* WHAT YOU SHOULD DO *
Look in the data below for the line that contains "of the human". Copy that line and the remaining lines exactly.

## begin RECORD EXTRACTS

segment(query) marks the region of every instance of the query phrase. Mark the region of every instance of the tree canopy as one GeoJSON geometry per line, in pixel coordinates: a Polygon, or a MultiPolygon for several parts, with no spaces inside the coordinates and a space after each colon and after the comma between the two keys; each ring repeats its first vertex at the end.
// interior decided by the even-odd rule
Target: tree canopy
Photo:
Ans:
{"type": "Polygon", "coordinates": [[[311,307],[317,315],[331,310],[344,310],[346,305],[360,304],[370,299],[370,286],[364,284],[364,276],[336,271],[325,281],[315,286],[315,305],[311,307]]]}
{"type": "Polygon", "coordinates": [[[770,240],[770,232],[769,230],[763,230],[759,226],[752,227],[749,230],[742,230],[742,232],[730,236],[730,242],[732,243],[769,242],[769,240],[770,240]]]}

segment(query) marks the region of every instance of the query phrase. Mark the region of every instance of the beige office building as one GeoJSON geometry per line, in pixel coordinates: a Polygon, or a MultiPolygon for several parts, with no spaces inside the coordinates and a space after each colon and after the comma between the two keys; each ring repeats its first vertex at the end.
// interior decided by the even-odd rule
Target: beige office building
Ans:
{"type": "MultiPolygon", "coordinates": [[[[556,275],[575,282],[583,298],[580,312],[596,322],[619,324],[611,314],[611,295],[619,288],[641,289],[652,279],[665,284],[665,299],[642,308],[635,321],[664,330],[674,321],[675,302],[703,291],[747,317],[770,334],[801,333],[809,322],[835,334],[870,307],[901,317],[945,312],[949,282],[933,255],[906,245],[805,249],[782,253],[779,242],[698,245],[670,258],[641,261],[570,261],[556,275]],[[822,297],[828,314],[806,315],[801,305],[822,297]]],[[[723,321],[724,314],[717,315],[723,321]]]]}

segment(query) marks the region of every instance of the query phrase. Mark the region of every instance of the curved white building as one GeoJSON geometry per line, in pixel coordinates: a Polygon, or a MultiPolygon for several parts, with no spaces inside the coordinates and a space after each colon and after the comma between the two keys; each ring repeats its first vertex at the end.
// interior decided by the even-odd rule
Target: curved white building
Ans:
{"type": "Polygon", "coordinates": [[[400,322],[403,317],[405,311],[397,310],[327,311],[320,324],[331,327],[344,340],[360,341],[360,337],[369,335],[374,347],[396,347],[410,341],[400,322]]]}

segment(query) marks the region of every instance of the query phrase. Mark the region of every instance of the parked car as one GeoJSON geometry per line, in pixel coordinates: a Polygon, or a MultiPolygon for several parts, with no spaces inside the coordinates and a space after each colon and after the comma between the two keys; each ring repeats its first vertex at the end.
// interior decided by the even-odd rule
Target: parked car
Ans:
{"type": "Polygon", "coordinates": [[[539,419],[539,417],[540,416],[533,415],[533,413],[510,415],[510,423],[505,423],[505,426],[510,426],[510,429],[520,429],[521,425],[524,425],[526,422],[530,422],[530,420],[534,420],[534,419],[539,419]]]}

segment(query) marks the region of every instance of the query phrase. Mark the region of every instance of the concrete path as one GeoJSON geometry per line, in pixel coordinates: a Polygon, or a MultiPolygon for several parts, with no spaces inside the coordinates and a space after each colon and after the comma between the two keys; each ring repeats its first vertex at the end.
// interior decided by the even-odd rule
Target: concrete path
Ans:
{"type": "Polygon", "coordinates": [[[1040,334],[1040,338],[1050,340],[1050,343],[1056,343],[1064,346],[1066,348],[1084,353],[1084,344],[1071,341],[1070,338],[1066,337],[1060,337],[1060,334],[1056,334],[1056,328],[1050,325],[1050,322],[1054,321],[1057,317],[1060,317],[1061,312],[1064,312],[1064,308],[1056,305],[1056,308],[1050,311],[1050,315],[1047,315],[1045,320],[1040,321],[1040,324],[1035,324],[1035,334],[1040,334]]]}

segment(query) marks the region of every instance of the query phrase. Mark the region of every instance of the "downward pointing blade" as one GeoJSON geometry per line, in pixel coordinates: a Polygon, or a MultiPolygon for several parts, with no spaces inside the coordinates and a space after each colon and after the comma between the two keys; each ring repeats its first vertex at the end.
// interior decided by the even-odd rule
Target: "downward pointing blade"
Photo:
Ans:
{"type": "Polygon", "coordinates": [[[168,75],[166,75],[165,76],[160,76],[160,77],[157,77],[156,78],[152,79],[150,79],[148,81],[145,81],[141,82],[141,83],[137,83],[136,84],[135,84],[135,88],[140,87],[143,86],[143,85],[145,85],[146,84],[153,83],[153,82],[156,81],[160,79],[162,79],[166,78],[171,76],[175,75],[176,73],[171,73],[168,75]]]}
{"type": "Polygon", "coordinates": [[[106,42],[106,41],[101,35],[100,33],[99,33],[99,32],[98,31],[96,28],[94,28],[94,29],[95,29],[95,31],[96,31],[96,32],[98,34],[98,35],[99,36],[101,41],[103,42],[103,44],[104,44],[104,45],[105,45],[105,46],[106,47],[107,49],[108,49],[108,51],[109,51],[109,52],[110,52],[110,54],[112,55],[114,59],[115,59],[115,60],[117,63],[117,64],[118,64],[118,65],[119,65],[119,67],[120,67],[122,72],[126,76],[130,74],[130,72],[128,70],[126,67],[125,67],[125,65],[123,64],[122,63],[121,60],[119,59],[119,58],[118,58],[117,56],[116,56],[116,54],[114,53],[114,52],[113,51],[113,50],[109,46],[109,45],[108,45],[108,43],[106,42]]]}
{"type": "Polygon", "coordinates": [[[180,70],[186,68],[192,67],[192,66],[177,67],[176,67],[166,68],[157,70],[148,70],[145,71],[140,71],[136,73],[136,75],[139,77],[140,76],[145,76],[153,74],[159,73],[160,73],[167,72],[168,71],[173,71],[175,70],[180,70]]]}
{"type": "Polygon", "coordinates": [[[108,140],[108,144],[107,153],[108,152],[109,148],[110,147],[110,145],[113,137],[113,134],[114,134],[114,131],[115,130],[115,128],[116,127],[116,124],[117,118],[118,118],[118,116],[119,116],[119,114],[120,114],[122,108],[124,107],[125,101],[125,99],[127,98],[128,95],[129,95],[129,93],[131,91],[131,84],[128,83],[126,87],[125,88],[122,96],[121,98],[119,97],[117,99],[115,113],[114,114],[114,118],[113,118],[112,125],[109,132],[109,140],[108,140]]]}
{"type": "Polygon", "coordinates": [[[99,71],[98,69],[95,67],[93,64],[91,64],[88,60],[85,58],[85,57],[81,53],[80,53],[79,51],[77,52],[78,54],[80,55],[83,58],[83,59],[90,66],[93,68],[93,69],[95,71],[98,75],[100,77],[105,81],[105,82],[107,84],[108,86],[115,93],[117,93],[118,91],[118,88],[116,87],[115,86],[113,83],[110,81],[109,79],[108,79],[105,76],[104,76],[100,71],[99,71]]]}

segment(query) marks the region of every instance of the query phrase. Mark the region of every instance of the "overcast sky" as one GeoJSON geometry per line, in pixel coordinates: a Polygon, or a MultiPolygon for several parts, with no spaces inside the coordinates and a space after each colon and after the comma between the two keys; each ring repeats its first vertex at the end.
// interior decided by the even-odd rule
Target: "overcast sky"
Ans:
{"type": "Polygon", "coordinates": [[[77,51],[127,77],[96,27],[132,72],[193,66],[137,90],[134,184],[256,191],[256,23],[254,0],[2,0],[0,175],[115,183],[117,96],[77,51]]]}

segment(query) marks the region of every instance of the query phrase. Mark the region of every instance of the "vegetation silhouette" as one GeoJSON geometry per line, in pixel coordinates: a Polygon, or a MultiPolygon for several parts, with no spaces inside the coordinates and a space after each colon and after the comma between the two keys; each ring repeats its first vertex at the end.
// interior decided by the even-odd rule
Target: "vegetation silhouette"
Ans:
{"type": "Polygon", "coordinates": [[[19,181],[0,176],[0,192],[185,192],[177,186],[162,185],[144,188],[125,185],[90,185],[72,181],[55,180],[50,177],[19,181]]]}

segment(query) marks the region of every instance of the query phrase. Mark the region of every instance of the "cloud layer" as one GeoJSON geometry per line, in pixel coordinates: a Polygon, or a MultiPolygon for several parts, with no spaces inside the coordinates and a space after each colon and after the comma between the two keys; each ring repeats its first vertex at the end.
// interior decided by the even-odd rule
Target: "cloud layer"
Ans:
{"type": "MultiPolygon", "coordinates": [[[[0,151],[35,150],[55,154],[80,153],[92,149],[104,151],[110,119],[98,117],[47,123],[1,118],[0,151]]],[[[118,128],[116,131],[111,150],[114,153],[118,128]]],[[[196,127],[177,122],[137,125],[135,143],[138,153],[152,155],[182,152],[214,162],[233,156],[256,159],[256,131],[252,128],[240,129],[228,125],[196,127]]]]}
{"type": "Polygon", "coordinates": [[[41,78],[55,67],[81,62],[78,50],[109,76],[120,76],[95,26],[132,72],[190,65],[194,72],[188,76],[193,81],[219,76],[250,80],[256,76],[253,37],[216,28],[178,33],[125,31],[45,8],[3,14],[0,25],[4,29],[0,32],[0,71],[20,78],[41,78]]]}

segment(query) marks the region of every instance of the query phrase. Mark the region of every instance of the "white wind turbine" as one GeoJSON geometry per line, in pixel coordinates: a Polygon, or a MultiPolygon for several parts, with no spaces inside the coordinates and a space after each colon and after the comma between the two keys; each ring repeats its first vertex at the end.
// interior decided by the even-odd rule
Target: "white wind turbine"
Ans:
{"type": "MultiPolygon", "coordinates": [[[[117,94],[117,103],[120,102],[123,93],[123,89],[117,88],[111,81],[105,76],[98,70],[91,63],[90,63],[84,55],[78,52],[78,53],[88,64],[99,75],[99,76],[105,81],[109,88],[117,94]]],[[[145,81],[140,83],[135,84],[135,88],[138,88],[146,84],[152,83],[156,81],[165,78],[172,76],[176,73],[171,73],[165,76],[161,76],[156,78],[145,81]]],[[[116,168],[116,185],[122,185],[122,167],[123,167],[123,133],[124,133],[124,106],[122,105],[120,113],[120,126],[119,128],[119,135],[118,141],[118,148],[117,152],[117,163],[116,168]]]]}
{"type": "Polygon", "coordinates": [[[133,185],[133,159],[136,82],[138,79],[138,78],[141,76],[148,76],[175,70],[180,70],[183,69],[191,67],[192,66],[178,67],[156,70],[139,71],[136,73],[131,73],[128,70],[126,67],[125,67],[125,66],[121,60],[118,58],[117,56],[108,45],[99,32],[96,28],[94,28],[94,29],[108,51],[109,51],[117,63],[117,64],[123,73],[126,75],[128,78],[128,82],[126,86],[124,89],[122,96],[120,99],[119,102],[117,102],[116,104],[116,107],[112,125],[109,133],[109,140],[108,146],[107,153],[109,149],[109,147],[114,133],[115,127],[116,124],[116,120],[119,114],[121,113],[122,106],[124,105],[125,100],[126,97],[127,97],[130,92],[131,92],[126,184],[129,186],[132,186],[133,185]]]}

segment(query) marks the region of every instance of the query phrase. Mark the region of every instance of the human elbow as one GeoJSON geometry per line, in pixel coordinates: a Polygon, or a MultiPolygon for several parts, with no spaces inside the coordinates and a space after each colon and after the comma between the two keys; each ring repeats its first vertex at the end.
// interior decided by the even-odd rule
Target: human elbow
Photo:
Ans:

## end RECORD EXTRACTS

* ANSWER *
segment(query) marks the region of every instance of the query phrase. Mark the region of every instance of the human elbow as one GeoJSON geometry per line, in pixel coordinates: a Polygon, or a MultiPolygon for several parts, with no spaces inside the coordinates and a space after each colon and after the comma between the two keys; each ring repeats its first vertex at the end.
// interior decided by the even-odd rule
Target: human elbow
Photo:
Ans:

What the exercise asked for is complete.